■ Exercise passage ■
-- Opening Marker --

A Clinics Demise The medical icon Lewis-Gale Clinic seemed to have it all.

Boasting more than 100,000 patients and its own operating rooms, the clinic had a brand deemed worthy to adorn garbage cans at the front door and a chief executive named Jonathon Arrington with a $490,000-a-year salary.

It was, even as recently as 2004, the largest and oldest multispecialty medical clinic in the state and doctor-owned and operated.

With doctors in almost all disciplines under one roof, "It was like a shopping center. Momma could come and take the children to see the pediatrician. She could get a Pap smear and, at the same time, the husband could get his blood pressure checked," said George Wall, a retired gastroenterologist, who worked there from 1965 to 1996.

But behind the scenes, the clinic's financial health was fading as surely as a patient whose illness is not yet physically apparent. While specialists ranging from allergists to urologists treated patients by the thousands a week, the clinic couldn't save its own skin. Ill-fated expansions and other missteps drove the clinic into bankruptcy on Feb. 22.

So severe was the reversal of fortune that at a bankruptcy hearing, Arrington had to endure a creditor's questioning the size of his severance check. Given the humbling duty of explaining publicly the clinic's futile measures to stave off insolvency, Arrington said at one point: "We were like the little squirrels running around trying to gather all the nuts."

Even now, many bills remain. The former ownership of Lewis-Gale Clinic LLC, with about $15,000 in the bank, owes about $18 million to more than 500 businesses and individuals, including a copier service, drugmakers and health insurers, according to documents filed in U.S. Bankruptcy Court for the Western District of Virginia. Some of its doctors haven't received their final paychecks.

But administrators saved a large part of the operation thanks to some help from the hospital next door. In a common business practice to salvage a dying corporation, HCA Inc., the parent company of adjacent Lewis-Gale Medical Center, bought the clinic's assets (but was under no obligation to take on debts), hired the workers including the physicians, and continued operating the clinic with minimal disruption to patients. The clinic's many doors are open under the banner Lewis-Gale Physicians.

-- Closing Marker --

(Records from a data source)
-- Opening Marker --

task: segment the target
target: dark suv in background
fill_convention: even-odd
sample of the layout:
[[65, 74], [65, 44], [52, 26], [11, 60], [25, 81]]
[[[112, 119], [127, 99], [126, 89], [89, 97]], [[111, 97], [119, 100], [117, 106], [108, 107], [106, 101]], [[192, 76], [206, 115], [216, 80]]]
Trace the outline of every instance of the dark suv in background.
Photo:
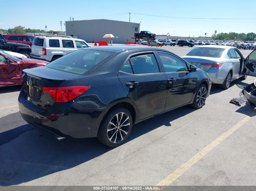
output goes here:
[[189, 47], [194, 46], [195, 44], [193, 43], [191, 43], [188, 40], [179, 40], [177, 43], [177, 45], [179, 46], [188, 46]]

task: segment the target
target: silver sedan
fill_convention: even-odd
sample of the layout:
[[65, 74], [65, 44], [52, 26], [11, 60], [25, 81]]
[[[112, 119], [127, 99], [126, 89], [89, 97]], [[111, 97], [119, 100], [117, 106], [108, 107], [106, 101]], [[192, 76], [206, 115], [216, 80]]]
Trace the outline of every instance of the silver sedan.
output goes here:
[[243, 72], [245, 59], [236, 48], [220, 45], [205, 45], [194, 48], [182, 58], [208, 73], [212, 82], [228, 88], [236, 79], [246, 79]]

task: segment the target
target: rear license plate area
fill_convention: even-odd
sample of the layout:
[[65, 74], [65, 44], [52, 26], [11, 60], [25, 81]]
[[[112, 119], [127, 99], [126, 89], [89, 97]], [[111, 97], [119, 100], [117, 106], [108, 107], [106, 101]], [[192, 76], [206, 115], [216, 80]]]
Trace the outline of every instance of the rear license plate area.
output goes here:
[[42, 91], [34, 87], [32, 87], [28, 85], [27, 86], [28, 87], [28, 88], [27, 88], [27, 90], [29, 90], [28, 94], [29, 97], [37, 100], [40, 100], [41, 97], [41, 96], [42, 95]]

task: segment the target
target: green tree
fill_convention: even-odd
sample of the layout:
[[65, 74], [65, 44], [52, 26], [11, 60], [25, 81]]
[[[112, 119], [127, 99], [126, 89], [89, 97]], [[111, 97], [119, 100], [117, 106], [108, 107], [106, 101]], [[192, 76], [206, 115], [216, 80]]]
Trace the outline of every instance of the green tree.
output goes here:
[[14, 28], [12, 29], [12, 32], [13, 34], [25, 34], [26, 31], [24, 29], [24, 27], [21, 26], [15, 27]]
[[252, 41], [254, 40], [256, 37], [256, 35], [255, 33], [249, 33], [246, 34], [247, 37], [247, 40], [248, 41]]
[[239, 34], [238, 39], [242, 41], [245, 41], [247, 38], [247, 36], [245, 33], [240, 33]]

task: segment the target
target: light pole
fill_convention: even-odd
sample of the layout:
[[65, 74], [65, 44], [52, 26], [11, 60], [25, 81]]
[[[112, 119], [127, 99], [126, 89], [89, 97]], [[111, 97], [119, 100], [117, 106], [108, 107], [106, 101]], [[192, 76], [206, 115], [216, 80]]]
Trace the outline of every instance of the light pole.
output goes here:
[[62, 32], [62, 21], [60, 21], [60, 23], [61, 24], [61, 31]]

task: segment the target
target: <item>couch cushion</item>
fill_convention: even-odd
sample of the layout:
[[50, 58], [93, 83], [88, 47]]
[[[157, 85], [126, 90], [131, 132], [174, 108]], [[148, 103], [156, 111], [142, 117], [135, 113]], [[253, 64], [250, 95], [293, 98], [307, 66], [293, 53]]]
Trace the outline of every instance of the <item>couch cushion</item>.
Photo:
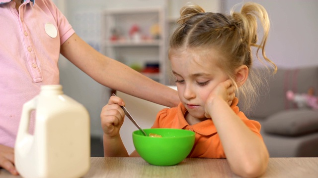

-- Closing Marker --

■ Tasks to complete ■
• 1. According to the article on the Lewis-Gale Clinic's demise, on what date did the clinic go into bankruptcy?
• 2. Pick up the article on the Lewis-Gale Clinic's demise after its last sentence and carry it forward.

■ Response list ■
• 1. Feb. 22.

• 2.
Sixty-four of the 110 doctors on staff last fall still work there, as do 350 of its 600 employees, according to data released July 13. Still others perform their old clinic jobs but are on the payroll of HCA or other employers.

Many long-standing vendors that supplied the clinic with goods and services were shortchanged. The clinic buckled under the weight of massive debt accumulated during the previous decade. Financial statements for those years aren't available, but Arrington's testimony and insight from the hospital reveal that real estate costs and retirement-account management were the chief sources of woe. There was no shortage of patients.

In the end, the best that can be made of it all by Arrington is that while the clinic died, its patients didn't suffer. "We made sure that not one single patient missed an appointment, not one single patient was denied care because we didn't have equipment and supplies," he said.

If the clinic had simply closed, it could have delayed care to thousands, sent doctors looking for work in other communities and raised the prospect of empty beds at Lewis-Gale Medical Center.

"It would have been an incredible disaster," said Louis Joseph, an HCA official and vice president of the company's Physician Services unit. "For all the drama and for all the phone calls and all the stress and all the strain, the goal was achieved, and that was no disruption in patient care." And patients have stuck around, all 117,000 of them, HCA said.

Yet the demise of Lewis-Gale Clinic is a cautionary tale in an era when many health care providers are struggling to survive. If Lewis-Gale couldn't make it as one of the largest collections of medical specialists around, how can any large practice survive?

The answer could be particularly important to Carilion Health System, which last month unveiled plans to restructure into a multispecialty clinic -- a business model similar to the one at the defunct Lewis-Gale Clinic.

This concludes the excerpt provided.